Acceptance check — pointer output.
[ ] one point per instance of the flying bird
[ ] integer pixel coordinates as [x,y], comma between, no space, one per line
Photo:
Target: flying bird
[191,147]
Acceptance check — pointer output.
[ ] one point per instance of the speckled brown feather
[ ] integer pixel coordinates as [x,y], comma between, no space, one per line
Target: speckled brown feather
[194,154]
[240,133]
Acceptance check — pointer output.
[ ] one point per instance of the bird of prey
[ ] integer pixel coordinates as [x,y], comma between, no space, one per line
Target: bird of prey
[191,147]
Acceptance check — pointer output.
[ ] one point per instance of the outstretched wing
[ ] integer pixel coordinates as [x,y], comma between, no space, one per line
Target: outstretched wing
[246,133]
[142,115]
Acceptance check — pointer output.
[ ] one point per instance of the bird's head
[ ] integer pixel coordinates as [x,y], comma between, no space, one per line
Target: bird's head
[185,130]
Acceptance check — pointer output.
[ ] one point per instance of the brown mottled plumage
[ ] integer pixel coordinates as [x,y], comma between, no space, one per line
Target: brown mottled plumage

+-------+

__TASK PROMPT__: How many lines in the listing above contain the word "outstretched"? Reply with the number alone.

__CORRECT RESULT__: 2